* [Dataset extract]:
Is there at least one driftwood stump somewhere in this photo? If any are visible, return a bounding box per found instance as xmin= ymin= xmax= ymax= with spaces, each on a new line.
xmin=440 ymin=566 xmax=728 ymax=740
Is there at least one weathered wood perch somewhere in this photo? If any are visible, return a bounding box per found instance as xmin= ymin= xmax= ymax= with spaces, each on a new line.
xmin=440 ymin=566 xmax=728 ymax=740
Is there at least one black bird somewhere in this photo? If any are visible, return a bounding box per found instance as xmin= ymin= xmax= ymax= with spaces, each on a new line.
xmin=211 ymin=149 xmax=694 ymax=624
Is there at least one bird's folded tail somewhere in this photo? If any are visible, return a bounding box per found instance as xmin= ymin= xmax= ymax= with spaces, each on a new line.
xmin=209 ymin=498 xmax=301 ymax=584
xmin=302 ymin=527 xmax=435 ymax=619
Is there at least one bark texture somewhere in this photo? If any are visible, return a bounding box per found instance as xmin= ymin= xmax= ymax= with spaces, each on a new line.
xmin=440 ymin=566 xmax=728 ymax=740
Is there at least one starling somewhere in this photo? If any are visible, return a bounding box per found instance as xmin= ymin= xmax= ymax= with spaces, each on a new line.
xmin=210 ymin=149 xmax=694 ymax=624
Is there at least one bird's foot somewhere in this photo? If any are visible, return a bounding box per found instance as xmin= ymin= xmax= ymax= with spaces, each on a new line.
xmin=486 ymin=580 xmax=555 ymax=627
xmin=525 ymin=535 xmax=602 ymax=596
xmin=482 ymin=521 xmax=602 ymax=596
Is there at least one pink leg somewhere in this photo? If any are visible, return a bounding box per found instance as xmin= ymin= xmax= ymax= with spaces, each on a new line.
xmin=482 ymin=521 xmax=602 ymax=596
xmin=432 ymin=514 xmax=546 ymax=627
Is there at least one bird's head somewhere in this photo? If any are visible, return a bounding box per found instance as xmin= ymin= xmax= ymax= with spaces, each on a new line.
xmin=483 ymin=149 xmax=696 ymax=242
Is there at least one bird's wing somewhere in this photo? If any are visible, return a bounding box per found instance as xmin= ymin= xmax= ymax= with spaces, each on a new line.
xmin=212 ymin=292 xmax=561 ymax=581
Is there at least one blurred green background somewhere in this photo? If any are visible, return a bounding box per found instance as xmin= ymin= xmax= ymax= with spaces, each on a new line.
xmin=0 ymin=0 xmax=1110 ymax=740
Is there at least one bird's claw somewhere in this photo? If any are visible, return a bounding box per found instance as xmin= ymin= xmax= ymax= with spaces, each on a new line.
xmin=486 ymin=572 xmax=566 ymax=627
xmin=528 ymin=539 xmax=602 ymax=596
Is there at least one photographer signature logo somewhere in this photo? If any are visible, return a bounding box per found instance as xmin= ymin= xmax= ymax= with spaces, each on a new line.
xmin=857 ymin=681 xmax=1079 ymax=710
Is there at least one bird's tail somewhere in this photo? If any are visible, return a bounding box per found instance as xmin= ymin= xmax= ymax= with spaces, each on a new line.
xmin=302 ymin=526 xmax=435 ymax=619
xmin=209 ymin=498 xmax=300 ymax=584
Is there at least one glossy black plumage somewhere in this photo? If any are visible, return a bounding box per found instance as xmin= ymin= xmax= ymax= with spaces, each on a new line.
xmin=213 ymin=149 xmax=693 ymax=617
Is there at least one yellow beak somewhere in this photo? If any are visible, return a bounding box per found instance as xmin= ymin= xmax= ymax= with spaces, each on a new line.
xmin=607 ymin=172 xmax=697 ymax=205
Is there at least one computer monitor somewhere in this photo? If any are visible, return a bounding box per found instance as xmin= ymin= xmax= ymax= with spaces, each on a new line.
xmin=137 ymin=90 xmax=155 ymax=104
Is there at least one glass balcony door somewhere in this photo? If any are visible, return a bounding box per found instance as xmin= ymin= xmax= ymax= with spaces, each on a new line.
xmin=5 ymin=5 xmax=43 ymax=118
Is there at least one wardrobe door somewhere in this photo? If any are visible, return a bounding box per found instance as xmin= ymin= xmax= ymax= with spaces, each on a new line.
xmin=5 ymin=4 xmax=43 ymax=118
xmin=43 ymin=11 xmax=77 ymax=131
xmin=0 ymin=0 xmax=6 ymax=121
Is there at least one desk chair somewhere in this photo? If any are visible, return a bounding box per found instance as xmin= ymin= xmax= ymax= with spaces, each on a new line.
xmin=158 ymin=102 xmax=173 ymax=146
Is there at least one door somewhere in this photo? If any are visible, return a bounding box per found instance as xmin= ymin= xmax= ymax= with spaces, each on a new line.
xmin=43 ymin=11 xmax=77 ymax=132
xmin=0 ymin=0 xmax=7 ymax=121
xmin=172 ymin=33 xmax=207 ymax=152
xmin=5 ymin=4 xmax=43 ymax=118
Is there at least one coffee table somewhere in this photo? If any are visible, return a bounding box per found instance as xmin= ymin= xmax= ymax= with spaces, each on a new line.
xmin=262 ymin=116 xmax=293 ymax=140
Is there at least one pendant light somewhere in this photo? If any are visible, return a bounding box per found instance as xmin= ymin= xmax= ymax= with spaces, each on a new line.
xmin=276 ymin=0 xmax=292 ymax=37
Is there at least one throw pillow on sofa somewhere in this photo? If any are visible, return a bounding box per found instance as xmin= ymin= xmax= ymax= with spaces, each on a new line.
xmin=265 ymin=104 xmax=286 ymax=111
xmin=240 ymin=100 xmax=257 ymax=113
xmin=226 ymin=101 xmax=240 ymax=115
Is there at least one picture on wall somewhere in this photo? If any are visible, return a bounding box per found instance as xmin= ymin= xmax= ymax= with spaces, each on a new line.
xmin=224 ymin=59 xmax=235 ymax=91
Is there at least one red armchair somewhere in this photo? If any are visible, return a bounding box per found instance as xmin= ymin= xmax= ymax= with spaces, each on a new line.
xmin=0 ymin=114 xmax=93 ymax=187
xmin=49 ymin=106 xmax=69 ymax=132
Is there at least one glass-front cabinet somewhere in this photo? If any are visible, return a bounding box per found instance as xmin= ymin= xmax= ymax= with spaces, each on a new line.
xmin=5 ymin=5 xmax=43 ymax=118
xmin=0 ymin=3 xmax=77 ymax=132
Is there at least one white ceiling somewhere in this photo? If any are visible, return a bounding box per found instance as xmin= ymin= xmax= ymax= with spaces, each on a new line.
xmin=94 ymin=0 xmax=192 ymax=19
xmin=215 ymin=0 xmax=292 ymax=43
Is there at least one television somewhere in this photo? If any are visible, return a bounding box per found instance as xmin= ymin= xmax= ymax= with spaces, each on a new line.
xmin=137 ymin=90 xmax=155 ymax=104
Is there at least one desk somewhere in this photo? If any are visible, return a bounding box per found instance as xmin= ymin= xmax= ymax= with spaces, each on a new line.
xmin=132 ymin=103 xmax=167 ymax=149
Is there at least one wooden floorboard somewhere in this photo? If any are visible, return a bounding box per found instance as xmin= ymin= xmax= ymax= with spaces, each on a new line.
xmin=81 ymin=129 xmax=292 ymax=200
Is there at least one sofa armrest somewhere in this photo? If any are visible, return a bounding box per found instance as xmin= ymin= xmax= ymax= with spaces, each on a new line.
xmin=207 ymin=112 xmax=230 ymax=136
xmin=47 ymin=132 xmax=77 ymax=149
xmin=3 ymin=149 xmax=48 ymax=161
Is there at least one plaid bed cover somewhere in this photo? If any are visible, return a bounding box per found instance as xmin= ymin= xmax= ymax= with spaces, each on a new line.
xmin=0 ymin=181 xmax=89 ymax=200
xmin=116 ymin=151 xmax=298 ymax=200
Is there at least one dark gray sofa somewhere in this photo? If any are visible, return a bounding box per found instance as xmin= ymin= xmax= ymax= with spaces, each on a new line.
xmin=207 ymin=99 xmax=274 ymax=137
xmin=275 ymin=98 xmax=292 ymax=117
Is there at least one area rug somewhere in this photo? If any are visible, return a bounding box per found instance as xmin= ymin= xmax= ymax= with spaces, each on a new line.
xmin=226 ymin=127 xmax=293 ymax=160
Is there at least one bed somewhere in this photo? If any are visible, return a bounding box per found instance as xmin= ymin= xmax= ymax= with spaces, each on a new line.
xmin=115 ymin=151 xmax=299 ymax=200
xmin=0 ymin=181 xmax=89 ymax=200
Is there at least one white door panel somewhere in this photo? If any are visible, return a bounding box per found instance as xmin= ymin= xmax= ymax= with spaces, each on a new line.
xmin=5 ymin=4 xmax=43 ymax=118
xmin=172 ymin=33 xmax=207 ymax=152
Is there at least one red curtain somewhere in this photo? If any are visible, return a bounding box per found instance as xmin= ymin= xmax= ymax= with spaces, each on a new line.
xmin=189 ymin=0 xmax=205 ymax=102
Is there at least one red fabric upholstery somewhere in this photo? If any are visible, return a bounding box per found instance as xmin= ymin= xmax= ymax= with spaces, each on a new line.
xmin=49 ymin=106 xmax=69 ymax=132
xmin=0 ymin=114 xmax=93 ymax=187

* [Aim of the task]: Convert the stretch of the listing above from the line containing "Is there at least one coffee" through the line containing "xmin=276 ymin=0 xmax=292 ymax=37" into a two-column CSV with the headers task and value. Each row should pair a line of text with the coordinate line or lines beneath it, with each field quoted and any line breaks replaced by spaces.

* [Answer to the problem]:
task,value
"Is there at least one coffee table somewhere in this photo? If any are visible, return a bounding box per found instance as xmin= ymin= xmax= ymax= with spaces, each on a new line.","xmin=262 ymin=116 xmax=293 ymax=140"
"Is there at least one pendant light somewhere in this photo? If any are visible, return a bounding box per found instance as xmin= ymin= xmax= ymax= with spaces, each on a new line.","xmin=276 ymin=0 xmax=292 ymax=37"